Problem set |
• a. According to the balun post, what is the full name of these baluns?
• b. Echo the passage of the balun post starting with "They are inherently" and going on through "work quite satisfactorily.".
[[ Supplied text open ]]
But how good is the efficiency when the balun/transformer is working
between completely the wrong impedances (which will be most of the
time)? My understanding (and limited experience) is that most of your
power simply heats up the ferrite.
Ian.
==============================
Ian, both your understanding and experience of how a balun works are
limited. But don't be disheartened - you are in good company! ;o)
They are not simple transformers. The windings are in fact transmission
lines consisting of a pair of wires running in parallel, either coaxial or
balanced-twin - it doesn't matter which although balanced-twin is slightly
more efficient and physically more easy to construct.
Their full name is "Transmission Line Transformers".
They have a wider bandwidth and a higher HF response than ordinary
primary-and-secondary HF transformers. This is because the normal
capacitance between turns and between windings is incorporated in the
transmission lines instead of being directly in shunt with winding
inductance.
They are inherently very low loss devices because there's only short lengths
of high-conductivity copper involved.
In theory, there is no loss in the ferrite core because the currents in the
transmission line wires flow, adjacent to each other, in oposite directions
and the flux cancels out in the core. But cancellation is never completely
perfect and HF-quality ferrite core material should be used. However, LF
grade materials found in the junk box often work quite satisfactorily.
Cancellation is better with coaxial lines than with balanced twin but this
is hardly a matter of importance. Ferrite rods require more turns to achieve
the same inductance than rings at the low frequency end.
The ordinary inductance of the windings considered as single wires, in
conjunction with the nominated terminating resistances, sets the low
frequency response of a balun transformer in the usual way.
The high frequency end of the range is limited by the physical length of the
line winding. Line length should be small in relation to the wavelength
along the line. Upper frequency response and ratio begin to fall off when
line length exceeds about 1/8 or 1/10 of a wavelength at its own velocity.
Not free space velocity. This allows a frequency range of 1.8 to 30 MHz on a
core of ordinary proportions with permeability in the range 200 to 400.
------------------------
The performance and behaviour of an X-to-Y ohm balun, as with ordinary
transformers, goes haywire if it is not operated between its designed-for
resistances. Or at least resistances in the right ball-park.
Hence the futility at HF of using one between a multi-band antenna and any
sort of transmission line or tuner. The range of impedances to be covered
is even greater than those listed by our good friend Cecil.
A choke balun, a single short length of transmission line wound on a ring or
rod, is a different kettle of fish. Its range of impedances is unlimited.
----
Reg, G4FGQ
|
[[ Supplied text closed ]]
[[ Data extracts open ]]
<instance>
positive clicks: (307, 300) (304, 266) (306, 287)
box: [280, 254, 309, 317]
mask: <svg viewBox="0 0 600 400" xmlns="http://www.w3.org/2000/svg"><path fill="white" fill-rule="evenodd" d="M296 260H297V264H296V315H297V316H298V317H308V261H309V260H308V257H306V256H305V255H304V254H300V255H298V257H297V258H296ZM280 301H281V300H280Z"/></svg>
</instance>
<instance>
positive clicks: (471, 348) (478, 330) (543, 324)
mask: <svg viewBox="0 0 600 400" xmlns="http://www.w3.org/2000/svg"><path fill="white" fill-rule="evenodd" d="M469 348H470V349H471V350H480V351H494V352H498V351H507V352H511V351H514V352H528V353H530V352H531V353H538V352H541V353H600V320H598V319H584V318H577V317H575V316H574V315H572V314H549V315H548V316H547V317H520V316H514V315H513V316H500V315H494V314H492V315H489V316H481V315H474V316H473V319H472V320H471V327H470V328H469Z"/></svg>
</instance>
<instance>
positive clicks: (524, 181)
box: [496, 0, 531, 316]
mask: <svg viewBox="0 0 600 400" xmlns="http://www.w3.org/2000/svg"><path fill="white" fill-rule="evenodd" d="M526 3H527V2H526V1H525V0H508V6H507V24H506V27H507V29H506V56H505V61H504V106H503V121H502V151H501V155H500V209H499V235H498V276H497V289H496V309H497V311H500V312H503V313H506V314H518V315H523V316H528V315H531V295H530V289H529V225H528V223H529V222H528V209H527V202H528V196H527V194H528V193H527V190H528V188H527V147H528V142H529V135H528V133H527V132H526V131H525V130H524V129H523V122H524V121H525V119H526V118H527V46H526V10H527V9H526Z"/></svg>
[[ Data extracts closed ]]
[[ Data extracts open ]]
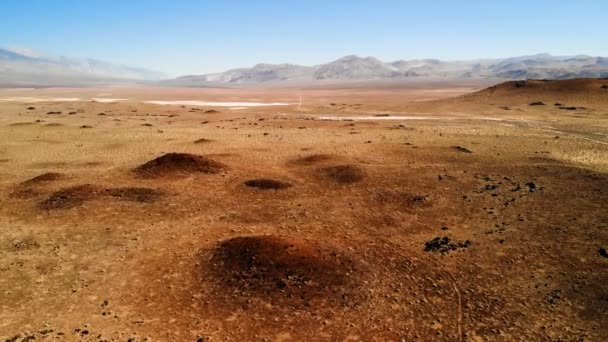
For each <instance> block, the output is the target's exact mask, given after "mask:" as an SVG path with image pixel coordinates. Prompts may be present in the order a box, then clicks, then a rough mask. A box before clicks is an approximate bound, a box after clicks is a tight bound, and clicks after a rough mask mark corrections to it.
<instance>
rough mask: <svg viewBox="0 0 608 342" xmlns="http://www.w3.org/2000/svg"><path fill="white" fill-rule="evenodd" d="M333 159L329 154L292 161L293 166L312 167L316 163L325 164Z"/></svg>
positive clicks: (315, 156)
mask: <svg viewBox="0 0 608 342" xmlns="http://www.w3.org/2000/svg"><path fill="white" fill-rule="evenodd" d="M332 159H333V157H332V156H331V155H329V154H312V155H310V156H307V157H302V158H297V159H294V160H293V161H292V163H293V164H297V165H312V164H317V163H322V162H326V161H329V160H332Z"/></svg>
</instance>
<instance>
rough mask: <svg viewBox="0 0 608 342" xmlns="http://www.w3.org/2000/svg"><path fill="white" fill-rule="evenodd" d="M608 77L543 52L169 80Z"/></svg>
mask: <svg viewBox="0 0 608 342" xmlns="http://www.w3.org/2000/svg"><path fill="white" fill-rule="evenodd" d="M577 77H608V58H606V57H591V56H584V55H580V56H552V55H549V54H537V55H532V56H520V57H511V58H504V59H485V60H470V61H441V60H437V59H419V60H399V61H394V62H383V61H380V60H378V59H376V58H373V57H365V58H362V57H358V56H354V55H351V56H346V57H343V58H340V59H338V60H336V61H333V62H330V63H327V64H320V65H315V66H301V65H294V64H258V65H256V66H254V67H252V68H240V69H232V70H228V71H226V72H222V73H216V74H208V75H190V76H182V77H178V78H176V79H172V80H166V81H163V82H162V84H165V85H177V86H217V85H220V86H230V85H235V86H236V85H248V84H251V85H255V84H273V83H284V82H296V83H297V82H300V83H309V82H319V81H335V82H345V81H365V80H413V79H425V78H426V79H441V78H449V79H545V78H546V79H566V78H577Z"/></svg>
[[ Data extracts closed ]]
Answers for the exercise |
• a. Transmission Line Transformers.

• b.
They are inherently very low loss devices because there's only short lengths
of high-conductivity copper involved.
In theory, there is no loss in the ferrite core because the currents in the
transmission line wires flow, adjacent to each other, in oposite directions
and the flux cancels out in the core. But cancellation is never completely
perfect and HF-quality ferrite core material should be used. However, LF
grade materials found in the junk box often work quite satisfactorily.